## Trecho
Bioenergética Muscular: Fontes de Energia e Metabolismo no Exercício


Bioenergética Muscular: Fontes de Energia e Metabolismo no Exercício


Introdução

A contração muscular e todos os processos celulares dependentes de energia são supridos primariamente pelo trifosfato de adenosina (ATP), a principal molécula orgânica responsável pela energia química celular (1). O ATP libera grande quantidade de energia livre ao ser hidrolisado em adenosina difosfato (ADP) e fosfato inorgânico (Pi) (1). A concentração de ATP no músculo esquelético em repouso é de aproximadamente 4-5 mmol/kg de peso úmido (3). Para evitar a depleção fatal de ATP, sua concentração no sarcoplasma é mantida por ressíntese contínua a partir do ADP, essencialmente na mesma taxa de sua quebra. Três mecanismos principais estão envolvidos na ressíntese de ATP para a geração de força muscular: a hidrólise de fosfocreatina (PCr), a glicólise e a fosforilação oxidativa (1, 3). Esses processos são influenciados pela intensidade e duração do esforço físico; mesmo em condições extremas de exercício, a depleção total de ATP não é observada (1).


Sistemas de Ressíntese de ATP

Sistema Imediato ou Fosfagênico (ATP-CP)

Este é o sistema mais rápido de síntese de ATP na fibra muscular, envolvendo apenas uma reação química (1, 2). O substrato inicial é a creatina-fosfato (PCr), uma molécula altamente energética que é convertida diretamente em ATP (1, 2). A concentração de PCr na fibra muscular é 3-4 vezes maior que a de ATP (3).

A liberação de energia ocorre pela degradação da PCr em Pi e creatina livre, reação catalisada pela enzima creatina quinase (CK), que não requer oxigênio (1, 2). A CK é uma enzima bidirecional (reação reversível), catalisando tanto a quebra quanto a síntese de fosfocreatina, regulando a produção de ATP (2, 3):

ADP+PCr+H+⇌ATP+Cr

Esta reação libera aproximadamente 43 kJ por mmol de PCr (3). A utilização dessa via aumenta as concentrações intracelulares de ADP e Pi, que, por mecanismos de autorregulação, interferem no sistema ATP-CP, pois a atividade da CK é dependente da razão ATP/ADP (1, 2).

## Lista de tarefas
**A)** Por favor, liste os mecanismos principais de ressíntese de ATP para a geração de força muscular citados no texto sobre bioenergética muscular.
**B)** Reescreva o trecho do texto sobre bioenergética muscular que vai de "Esta reação libera" até "ATP/ADP (1, 2).", inclusive, trocando "aproximadamente" por "cerca de".
**C)** Dê continuidade ao texto sobre bioenergética muscular a partir do ponto em que ele termina.

Entradas de dados coletados
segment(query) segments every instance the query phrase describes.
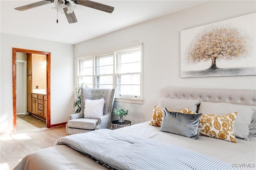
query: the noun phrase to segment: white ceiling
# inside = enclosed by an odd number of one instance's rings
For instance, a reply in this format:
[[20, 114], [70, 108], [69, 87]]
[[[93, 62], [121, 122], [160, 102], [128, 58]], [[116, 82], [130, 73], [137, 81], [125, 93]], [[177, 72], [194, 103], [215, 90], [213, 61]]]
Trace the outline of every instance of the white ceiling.
[[76, 44], [118, 29], [203, 3], [204, 0], [93, 0], [114, 7], [112, 14], [76, 5], [78, 22], [68, 23], [54, 3], [19, 11], [39, 0], [0, 0], [2, 33]]

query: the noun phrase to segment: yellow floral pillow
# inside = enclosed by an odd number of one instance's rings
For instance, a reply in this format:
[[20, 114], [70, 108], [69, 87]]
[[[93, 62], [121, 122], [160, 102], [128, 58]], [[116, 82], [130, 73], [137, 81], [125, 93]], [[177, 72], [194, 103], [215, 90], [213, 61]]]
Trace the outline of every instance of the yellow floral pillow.
[[224, 115], [203, 114], [199, 119], [198, 135], [236, 143], [233, 124], [237, 112]]
[[[169, 111], [176, 111], [182, 113], [187, 113], [190, 111], [189, 108], [186, 108], [184, 109], [178, 110], [174, 110], [169, 109], [168, 109]], [[152, 119], [151, 119], [151, 122], [149, 123], [149, 125], [161, 127], [163, 119], [163, 113], [164, 111], [164, 108], [161, 107], [156, 105], [154, 106], [153, 108]]]

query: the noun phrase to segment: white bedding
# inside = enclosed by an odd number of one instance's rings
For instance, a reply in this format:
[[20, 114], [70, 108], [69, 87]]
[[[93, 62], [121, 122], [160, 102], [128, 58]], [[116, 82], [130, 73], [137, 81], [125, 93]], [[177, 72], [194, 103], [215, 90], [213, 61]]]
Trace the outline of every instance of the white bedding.
[[[128, 134], [178, 145], [212, 157], [243, 169], [255, 169], [256, 137], [250, 141], [237, 139], [237, 143], [198, 135], [198, 139], [160, 131], [149, 121], [115, 130]], [[34, 152], [26, 156], [14, 170], [108, 169], [64, 145]]]

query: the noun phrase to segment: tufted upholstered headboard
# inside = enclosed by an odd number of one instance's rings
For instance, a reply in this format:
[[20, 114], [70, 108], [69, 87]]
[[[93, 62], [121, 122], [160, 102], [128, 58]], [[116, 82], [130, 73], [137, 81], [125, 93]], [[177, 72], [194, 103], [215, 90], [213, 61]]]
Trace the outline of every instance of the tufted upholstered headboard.
[[181, 88], [167, 86], [161, 97], [256, 106], [256, 90]]

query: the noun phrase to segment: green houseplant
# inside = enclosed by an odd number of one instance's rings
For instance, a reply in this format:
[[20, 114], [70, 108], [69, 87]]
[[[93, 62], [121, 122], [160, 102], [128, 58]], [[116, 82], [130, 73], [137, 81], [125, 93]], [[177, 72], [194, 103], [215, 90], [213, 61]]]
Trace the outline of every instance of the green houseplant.
[[85, 86], [84, 83], [77, 86], [75, 90], [75, 95], [76, 96], [74, 102], [74, 112], [78, 113], [81, 111], [82, 107], [82, 101], [81, 100], [81, 89], [83, 87], [88, 87]]
[[116, 116], [119, 117], [118, 122], [124, 123], [124, 120], [123, 119], [123, 116], [124, 115], [126, 116], [128, 114], [128, 110], [125, 110], [124, 107], [119, 108], [117, 107], [116, 108], [114, 109], [113, 113]]

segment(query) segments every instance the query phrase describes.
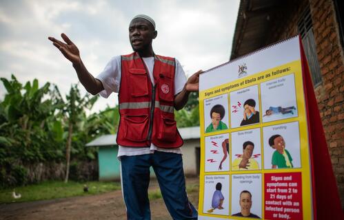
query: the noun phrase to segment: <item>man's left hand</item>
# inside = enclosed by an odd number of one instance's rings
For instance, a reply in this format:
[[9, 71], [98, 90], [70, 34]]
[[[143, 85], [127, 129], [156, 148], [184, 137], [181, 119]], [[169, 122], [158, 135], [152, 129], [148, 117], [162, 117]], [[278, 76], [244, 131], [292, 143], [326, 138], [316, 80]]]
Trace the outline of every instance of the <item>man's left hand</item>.
[[199, 70], [196, 73], [191, 76], [186, 82], [185, 89], [188, 91], [199, 91], [199, 74], [203, 73], [203, 70]]

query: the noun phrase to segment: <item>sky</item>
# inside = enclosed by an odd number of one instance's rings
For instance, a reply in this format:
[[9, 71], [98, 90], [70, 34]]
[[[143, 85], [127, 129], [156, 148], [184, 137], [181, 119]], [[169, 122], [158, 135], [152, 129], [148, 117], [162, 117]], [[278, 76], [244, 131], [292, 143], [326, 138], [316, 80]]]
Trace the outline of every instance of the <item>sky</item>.
[[[65, 33], [97, 76], [112, 57], [132, 52], [128, 26], [136, 14], [156, 23], [156, 54], [176, 58], [187, 77], [228, 61], [239, 0], [1, 1], [0, 76], [21, 83], [37, 78], [55, 84], [63, 96], [78, 78], [70, 61], [48, 40]], [[81, 94], [85, 89], [79, 85]], [[0, 85], [0, 100], [6, 89]], [[117, 94], [99, 98], [98, 112], [118, 103]]]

## Respostas das tarefas
**A)**
- Hidrólise de fosfocreatina (PCr)
- Glicólise
- Fosforilação oxidativa

**B)**
Esta reação libera cerca de 43 kJ por mmol de PCr (3). A utilização dessa via aumenta as concentrações intracelulares de ADP e Pi, que, por mecanismos de autorregulação, interferem no sistema ATP-CP, pois a atividade da CK é dependente da razão ATP/ADP (1, 2).

**C)**
É importante notar que, durante a ressíntese de ATP pela quebra da PCr, ocorre o tamponamento de H+, formados pela hidrólise de ATP. Essa ação ajuda a prevenir a acidificação do sarcoplasma muscular, que poderia induzir uma falha prematura do mecanismo contrátil (3). As concentrações celulares de PCr permitem a predominância desse sistema por poucos segundos; os valores de PCr atingem o máximo próximo aos 5 segundos de exercício, e aos 20 segundos, esses estoques já estão bem reduzidos (1, 2). No entanto, as reações de hidrólise de ATP e PCr são reversíveis; quando a energia se torna disponível a partir de outras fontes (fosforilação oxidativa), a creatina e o fosfato podem ser reunidos novamente para formar PCr:

ATP+Cr→ADP+PCr

Sistema Glicolítico (Glicólise Anaeróbia)

Embora as vias fosfogênica e glicolítica sejam ativadas simultaneamente no início do exercício, elas atingem seus picos em momentos diferentes, dependendo da manutenção da intensidade (1). A via glicolítica utiliza glicose e glicogênio como substratos, que são prontamente mobilizados (1, 2, 3). Este processo não requer oxigênio e fornece piruvato (1, 2, 3).

Apesar de ser uma via útil, sua eficiência é baixa, gerando um saldo de apenas 2 ATPs por molécula de glicose utilizada, o que limita o suprimento energético (2). Contudo, a reserva relativamente ampla de carboidratos disponíveis e a rápida taxa de glicólise tornam a energia fornecida por essa via essencial para o desempenho em exercícios intensos (3). Eventos de 60 segundos a 10 minutos dependem fortemente da glicólise anaeróbia para a regeneração de ATP (3).

Nesse processo, ocorre a produção de ácido lático, que resulta na diminuição do pH da célula muscular e, em altas concentrações, afeta a atividade de diversas enzimas metabólicas e o próprio processo de contração muscular (2, 3). Com o início do exercício de alta intensidade, o ácido lático (íons de hidrogênio e lactato) acumula-se no músculo e é transportado para o sangue (3). O pH do sangue, normalmente 7,4, pode cair para 7,1 ou menos após o exercício, enquanto o pH muscular, geralmente em torno de 7,0, pode cair para aproximadamente 6,5 (3). Os tampões primários no músculo são fosfatos e proteínas teciduais; no sangue, os mais importantes são proteínas, hemoglobina e bicarbonato (3).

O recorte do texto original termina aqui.